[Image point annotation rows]
»»

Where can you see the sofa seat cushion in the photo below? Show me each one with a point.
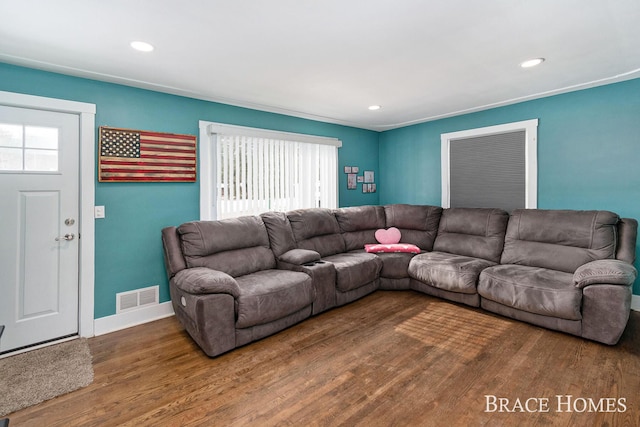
(533, 289)
(454, 273)
(354, 269)
(270, 295)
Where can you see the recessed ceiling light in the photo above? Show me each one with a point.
(142, 46)
(532, 62)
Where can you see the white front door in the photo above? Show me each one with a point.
(39, 214)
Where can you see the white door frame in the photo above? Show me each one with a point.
(86, 263)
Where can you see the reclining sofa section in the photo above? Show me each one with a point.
(238, 280)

««

> **WHAT THIS TASK INVOLVES**: Copy every row above word for word, without the pictures.

> **TASK OUTPUT**:
Where can you see the sofa seat cushion in the photo below? Show me each one with a point.
(533, 289)
(454, 273)
(354, 269)
(270, 295)
Where can you see the recessed ceiling light in the photo above? Show me each one with a point.
(142, 46)
(532, 62)
Where can you see the white front door in the photo above? Show me each one with a point.
(39, 214)
Where can you see the white door frame in the photo above? Show me each one with a point.
(86, 263)
Where can you see the reclining sofa section in the photo above? Show me each one with a point.
(238, 280)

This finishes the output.